EXERCISE OBJECTIVE ▸
Among the entries below, one line contains "Query: gray hair" and another contains "Each instance of the wooden plank". Transcribe those two lines and every line between them, exactly.

___ MATERIAL SUPPLIED ___

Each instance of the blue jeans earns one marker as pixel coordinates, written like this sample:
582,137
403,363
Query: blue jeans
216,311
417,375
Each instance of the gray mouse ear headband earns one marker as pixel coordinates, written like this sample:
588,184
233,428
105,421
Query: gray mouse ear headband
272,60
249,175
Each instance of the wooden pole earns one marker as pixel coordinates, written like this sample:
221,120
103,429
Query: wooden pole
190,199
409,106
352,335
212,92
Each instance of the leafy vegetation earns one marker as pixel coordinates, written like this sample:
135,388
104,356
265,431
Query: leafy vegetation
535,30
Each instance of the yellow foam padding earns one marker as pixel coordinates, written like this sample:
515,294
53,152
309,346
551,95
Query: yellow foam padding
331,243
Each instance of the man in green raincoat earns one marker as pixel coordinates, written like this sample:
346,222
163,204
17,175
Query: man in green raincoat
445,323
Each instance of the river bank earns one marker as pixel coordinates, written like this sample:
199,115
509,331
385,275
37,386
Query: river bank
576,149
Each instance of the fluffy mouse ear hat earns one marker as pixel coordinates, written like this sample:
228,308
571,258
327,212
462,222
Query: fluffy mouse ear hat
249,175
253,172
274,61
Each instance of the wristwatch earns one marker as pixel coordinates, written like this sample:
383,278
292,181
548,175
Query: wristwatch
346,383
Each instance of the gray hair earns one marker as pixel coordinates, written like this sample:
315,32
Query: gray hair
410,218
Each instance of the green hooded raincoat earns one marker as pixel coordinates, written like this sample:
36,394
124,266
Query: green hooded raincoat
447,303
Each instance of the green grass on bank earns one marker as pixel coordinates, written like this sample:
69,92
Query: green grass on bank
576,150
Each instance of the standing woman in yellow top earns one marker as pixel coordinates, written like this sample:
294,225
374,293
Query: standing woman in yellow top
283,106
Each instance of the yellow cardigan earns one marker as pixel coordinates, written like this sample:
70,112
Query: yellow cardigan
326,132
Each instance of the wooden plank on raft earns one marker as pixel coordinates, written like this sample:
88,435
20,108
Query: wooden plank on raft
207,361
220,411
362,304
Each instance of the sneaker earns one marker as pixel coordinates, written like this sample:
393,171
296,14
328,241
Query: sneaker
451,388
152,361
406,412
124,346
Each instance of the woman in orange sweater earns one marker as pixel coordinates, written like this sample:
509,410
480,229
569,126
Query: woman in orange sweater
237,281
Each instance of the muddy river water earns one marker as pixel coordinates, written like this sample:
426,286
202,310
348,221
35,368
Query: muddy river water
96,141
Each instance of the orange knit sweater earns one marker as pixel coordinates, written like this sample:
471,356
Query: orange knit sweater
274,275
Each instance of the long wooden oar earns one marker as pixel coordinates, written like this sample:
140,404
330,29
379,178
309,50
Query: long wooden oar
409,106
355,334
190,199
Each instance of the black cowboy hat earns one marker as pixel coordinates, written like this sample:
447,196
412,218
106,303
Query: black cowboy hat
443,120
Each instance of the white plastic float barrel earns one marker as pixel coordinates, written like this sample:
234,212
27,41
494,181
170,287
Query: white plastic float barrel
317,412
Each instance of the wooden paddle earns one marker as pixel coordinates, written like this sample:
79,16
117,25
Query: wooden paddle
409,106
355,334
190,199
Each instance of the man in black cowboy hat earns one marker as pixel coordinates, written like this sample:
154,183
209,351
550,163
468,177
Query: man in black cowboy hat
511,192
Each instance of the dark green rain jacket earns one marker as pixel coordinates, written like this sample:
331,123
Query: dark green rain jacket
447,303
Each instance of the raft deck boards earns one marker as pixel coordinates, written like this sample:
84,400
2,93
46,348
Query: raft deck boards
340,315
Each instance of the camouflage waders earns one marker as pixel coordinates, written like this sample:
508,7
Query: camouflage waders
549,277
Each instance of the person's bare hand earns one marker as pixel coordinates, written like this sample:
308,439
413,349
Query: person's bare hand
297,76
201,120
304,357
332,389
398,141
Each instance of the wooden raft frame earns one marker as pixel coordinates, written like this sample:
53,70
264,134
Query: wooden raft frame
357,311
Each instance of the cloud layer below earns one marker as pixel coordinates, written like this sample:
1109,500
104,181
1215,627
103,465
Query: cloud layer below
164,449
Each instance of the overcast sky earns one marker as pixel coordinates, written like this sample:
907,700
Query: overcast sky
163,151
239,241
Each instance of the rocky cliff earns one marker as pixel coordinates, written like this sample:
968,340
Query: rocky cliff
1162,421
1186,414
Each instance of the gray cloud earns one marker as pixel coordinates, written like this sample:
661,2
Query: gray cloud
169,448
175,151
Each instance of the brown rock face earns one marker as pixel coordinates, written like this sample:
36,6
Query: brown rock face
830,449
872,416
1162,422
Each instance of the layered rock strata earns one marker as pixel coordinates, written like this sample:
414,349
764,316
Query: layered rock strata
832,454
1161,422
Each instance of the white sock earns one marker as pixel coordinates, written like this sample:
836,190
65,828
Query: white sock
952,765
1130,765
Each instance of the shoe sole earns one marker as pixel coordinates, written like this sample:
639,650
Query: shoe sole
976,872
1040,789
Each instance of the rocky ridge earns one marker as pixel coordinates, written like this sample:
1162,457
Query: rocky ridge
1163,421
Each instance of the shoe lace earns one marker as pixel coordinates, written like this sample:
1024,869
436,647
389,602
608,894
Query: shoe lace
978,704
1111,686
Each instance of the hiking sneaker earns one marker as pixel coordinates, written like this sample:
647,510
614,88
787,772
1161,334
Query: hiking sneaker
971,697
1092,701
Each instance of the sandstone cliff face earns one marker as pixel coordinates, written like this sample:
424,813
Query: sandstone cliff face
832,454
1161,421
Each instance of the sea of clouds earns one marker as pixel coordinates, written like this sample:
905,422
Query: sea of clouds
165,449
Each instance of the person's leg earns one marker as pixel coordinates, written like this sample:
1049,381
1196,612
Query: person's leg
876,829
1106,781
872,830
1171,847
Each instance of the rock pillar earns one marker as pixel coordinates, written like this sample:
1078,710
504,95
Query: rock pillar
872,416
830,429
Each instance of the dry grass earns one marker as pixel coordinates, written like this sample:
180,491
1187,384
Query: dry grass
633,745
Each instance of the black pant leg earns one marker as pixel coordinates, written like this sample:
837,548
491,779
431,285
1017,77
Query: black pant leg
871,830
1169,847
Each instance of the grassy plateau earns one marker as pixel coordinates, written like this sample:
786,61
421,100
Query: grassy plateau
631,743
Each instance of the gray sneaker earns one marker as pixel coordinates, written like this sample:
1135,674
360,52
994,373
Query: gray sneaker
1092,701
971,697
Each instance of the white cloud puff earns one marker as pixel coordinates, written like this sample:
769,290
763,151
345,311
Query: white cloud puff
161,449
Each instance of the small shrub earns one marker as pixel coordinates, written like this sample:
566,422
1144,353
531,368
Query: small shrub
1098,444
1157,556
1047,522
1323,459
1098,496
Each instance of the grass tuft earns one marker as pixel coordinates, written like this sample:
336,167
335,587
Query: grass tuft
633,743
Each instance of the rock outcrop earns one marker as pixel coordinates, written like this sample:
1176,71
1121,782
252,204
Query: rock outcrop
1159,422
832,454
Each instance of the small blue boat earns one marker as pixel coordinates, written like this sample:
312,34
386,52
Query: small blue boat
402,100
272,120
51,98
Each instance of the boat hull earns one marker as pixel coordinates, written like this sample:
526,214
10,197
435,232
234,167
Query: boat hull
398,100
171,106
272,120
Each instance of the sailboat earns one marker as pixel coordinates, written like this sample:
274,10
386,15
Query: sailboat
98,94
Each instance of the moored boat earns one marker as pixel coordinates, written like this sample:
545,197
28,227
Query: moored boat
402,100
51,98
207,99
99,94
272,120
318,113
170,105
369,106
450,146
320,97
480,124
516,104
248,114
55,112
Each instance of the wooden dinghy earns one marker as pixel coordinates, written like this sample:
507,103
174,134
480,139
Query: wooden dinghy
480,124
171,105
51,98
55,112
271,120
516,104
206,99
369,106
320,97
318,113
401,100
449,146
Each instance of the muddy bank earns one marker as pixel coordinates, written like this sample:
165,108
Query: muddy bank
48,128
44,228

___

ANSWER SPACE ▸
Query: gray hair
410,218
Each instance of the green hooded raincoat earns one marker as pixel coordinates, written like this sample:
36,394
124,266
Query: green hooded raincoat
447,303
Each instance of the green grass on bank earns one marker as pixel coordinates, written like this sample:
69,92
Query: green grass on bank
576,150
Each instance of the standing woman in yellow top earns one marker as pixel coordinates, written like this sample:
294,225
374,293
Query: standing woman in yellow top
283,106
Each instance of the yellow cardigan earns one marker as pixel coordinates, written like this sample:
70,112
Query: yellow cardigan
326,132
Each instance of the wooden plank on raft earns one marker as pixel coordinates, written like this sample:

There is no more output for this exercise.